Rewrite the rows below as a JSON list of strings with one string per line and no blank lines. Begin at the start of the rows, stop after the line that contains "box: [325, 11, 336, 21]", and leave the pictures out.

→ PROVIDED RECORDS
===

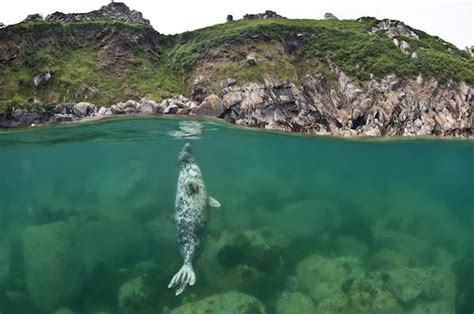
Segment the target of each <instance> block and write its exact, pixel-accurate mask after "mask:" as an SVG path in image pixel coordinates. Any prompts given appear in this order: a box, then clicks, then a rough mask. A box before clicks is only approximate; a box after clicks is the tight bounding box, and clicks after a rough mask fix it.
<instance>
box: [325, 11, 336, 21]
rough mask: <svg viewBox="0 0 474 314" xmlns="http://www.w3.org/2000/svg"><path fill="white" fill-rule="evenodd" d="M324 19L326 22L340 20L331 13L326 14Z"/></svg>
mask: <svg viewBox="0 0 474 314" xmlns="http://www.w3.org/2000/svg"><path fill="white" fill-rule="evenodd" d="M324 19H325V20H338V18H337V17H336V16H335V15H334V14H332V13H330V12H326V13H324Z"/></svg>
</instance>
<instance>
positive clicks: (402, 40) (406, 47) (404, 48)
mask: <svg viewBox="0 0 474 314" xmlns="http://www.w3.org/2000/svg"><path fill="white" fill-rule="evenodd" d="M400 50H401V51H402V52H403V53H404V54H406V55H410V54H411V51H410V50H411V47H410V44H409V43H407V42H406V41H404V40H402V42H401V43H400Z"/></svg>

===

→ SOLUTION TO THE EXERCISE
[
  "Segment the target of each <instance> block and write its exact, pixel-accurate mask after \"mask:\" as an SVG path in image pixel coordinates. Any prompts given appear in this order: a box, then clicks, then a rough mask. A box before clicks is only approximate; a box after clicks is the tight bounding box, and clicks after a rough mask fix it.",
  "<instance>",
  "box: [325, 11, 336, 21]"
]